### Exercise instructions
From the line that has "Exercise. Pin every instance of the curly" down to the final line of the listing below, transcribe every line exactly, and only those.

Stored records:
········
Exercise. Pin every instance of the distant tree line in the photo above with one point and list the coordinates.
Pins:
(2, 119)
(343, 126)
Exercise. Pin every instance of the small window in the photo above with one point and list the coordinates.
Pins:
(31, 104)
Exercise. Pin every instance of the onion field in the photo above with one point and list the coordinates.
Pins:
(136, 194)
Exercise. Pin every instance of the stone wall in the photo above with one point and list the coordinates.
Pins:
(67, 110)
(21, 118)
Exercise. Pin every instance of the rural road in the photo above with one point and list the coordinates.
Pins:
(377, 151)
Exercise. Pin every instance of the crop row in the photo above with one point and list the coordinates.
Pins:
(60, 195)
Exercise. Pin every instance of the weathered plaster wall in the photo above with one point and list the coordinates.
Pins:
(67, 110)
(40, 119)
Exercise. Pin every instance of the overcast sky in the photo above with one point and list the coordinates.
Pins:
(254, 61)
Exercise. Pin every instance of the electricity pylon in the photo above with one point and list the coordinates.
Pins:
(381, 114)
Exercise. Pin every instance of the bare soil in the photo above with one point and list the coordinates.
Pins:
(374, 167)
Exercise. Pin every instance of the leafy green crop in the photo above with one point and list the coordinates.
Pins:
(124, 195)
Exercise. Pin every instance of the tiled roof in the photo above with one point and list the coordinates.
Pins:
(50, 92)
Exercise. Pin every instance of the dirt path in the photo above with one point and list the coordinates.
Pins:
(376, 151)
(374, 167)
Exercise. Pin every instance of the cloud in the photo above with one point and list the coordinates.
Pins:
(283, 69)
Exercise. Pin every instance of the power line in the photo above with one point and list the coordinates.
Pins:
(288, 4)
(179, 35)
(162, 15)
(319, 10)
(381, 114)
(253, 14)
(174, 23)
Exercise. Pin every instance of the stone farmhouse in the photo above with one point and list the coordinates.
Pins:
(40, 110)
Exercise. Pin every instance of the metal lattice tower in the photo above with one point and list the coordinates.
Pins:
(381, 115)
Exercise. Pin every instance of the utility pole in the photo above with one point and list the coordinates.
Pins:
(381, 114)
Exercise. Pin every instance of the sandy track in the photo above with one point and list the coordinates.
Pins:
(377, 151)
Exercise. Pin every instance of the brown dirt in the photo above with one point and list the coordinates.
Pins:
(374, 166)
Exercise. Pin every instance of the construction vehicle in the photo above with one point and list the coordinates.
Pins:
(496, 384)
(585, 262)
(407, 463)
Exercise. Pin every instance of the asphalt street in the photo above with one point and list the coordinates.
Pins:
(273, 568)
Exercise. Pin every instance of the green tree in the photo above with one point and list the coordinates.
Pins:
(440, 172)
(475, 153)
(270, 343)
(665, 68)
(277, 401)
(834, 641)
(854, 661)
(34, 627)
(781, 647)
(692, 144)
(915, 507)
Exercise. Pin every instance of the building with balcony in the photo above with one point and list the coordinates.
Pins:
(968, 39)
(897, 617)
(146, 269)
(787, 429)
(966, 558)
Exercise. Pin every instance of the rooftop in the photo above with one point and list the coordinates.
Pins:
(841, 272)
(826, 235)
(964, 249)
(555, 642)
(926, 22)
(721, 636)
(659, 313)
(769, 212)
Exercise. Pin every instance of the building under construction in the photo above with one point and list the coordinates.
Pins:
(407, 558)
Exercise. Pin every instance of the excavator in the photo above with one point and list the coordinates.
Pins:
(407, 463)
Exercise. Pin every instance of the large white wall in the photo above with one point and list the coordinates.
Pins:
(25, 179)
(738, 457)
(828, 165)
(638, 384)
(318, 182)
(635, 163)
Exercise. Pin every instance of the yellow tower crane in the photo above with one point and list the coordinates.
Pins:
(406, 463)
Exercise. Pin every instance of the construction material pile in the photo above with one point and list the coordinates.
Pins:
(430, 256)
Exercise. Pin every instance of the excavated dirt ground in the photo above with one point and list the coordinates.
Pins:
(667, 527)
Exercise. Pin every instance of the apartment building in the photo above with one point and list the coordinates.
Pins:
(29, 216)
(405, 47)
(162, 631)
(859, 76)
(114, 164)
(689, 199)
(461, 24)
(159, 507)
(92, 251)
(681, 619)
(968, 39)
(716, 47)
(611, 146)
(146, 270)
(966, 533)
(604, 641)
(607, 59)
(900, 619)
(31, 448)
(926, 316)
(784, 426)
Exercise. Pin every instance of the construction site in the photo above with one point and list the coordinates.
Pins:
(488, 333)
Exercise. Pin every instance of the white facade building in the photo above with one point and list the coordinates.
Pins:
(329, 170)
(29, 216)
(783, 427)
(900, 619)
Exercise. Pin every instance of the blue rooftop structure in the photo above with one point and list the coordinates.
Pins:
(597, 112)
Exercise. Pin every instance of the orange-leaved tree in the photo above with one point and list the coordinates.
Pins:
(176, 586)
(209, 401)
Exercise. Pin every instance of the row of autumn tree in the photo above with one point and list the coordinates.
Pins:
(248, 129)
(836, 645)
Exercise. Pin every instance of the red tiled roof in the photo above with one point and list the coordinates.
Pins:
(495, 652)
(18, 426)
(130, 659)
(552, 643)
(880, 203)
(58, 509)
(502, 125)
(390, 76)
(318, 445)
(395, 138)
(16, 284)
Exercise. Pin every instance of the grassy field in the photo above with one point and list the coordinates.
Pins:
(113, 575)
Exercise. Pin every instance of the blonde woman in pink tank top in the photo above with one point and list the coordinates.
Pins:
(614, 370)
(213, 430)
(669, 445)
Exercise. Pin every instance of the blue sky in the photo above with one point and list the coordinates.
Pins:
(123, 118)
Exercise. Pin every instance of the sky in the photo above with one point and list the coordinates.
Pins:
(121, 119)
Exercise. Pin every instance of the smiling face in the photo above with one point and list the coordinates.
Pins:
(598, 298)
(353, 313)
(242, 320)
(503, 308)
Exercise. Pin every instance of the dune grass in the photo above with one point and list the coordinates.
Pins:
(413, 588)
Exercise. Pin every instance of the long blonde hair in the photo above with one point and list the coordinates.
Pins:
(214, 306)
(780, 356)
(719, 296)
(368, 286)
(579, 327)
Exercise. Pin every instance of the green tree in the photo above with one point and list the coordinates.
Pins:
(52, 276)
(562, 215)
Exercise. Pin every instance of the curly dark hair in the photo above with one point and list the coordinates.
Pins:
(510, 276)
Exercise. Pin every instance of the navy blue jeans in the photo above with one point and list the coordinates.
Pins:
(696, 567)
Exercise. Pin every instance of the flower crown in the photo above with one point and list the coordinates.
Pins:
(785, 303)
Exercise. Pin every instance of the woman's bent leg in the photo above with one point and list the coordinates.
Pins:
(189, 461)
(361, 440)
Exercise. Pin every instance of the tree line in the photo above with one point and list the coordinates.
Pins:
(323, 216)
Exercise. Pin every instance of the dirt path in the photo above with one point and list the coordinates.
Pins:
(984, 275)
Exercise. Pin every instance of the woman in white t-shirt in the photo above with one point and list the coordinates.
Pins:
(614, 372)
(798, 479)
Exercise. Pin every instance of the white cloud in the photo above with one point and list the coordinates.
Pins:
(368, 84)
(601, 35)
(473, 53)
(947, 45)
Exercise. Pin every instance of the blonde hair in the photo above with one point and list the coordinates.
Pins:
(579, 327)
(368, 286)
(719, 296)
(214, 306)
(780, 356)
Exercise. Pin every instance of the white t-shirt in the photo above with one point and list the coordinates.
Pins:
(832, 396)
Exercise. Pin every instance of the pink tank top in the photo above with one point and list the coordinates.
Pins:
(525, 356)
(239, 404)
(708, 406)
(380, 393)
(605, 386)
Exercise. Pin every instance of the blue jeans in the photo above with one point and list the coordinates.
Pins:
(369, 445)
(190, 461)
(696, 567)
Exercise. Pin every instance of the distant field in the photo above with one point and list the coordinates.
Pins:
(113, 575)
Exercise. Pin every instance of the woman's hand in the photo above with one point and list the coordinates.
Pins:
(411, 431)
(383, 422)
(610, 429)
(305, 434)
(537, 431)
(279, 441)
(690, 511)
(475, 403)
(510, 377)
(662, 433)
········
### Task solution
Exercise. Pin every instance of the curly dark hair in the photo above with one point and list the coordinates.
Pins:
(510, 276)
Exercise. Pin every instance of the navy blue jeans in the photo above with one point and list the coordinates.
Pins:
(696, 567)
Exercise. Pin every instance of the flower crown in the photo above with one point and list the coordinates.
Pins:
(785, 303)
Exercise. Pin every instance of the woman's bent leg in the photo above with one point and list the coordinates.
Pins:
(189, 461)
(361, 440)
Exercise. Pin every instance of the tree line in the photo above with one point and list the coordinates.
Pins:
(323, 216)
Exercise. Pin every instance of the dirt path in the photo above with one point and list the coordinates.
Pins:
(984, 275)
Exercise. Pin every instance of the woman in white t-shirt in the photo above with one point and list the coordinates.
Pins:
(614, 372)
(798, 479)
Exercise. Pin every instance of the white cloud in the photo above with one point and list the coordinates.
Pins:
(368, 84)
(601, 35)
(473, 53)
(947, 45)
Exercise. Pin every instance of the blonde hair in the photo above with one point and list the coordinates.
Pins:
(579, 327)
(368, 286)
(719, 296)
(214, 306)
(780, 356)
Exercise. Pin every instance of the white t-shirt in the photo above with one point and list the coordinates.
Pins:
(832, 396)
Exercise. Pin every instance of the pink tank top in the photo above with one point and list the coordinates.
Pins:
(525, 356)
(239, 404)
(708, 406)
(380, 393)
(605, 386)
Exercise. Pin every instance of the blue jeans in the photo above with one point and list the coordinates.
Pins:
(369, 445)
(190, 461)
(696, 567)
Exercise. Pin every instance of the distant field in the photo above with one point and list the coordinates.
Pins:
(113, 575)
Exercise. Pin every instance of the woman's hand in the photo above with one point and list the coordinates.
Pins:
(411, 431)
(383, 422)
(610, 429)
(305, 434)
(537, 431)
(279, 441)
(690, 511)
(475, 403)
(510, 377)
(662, 433)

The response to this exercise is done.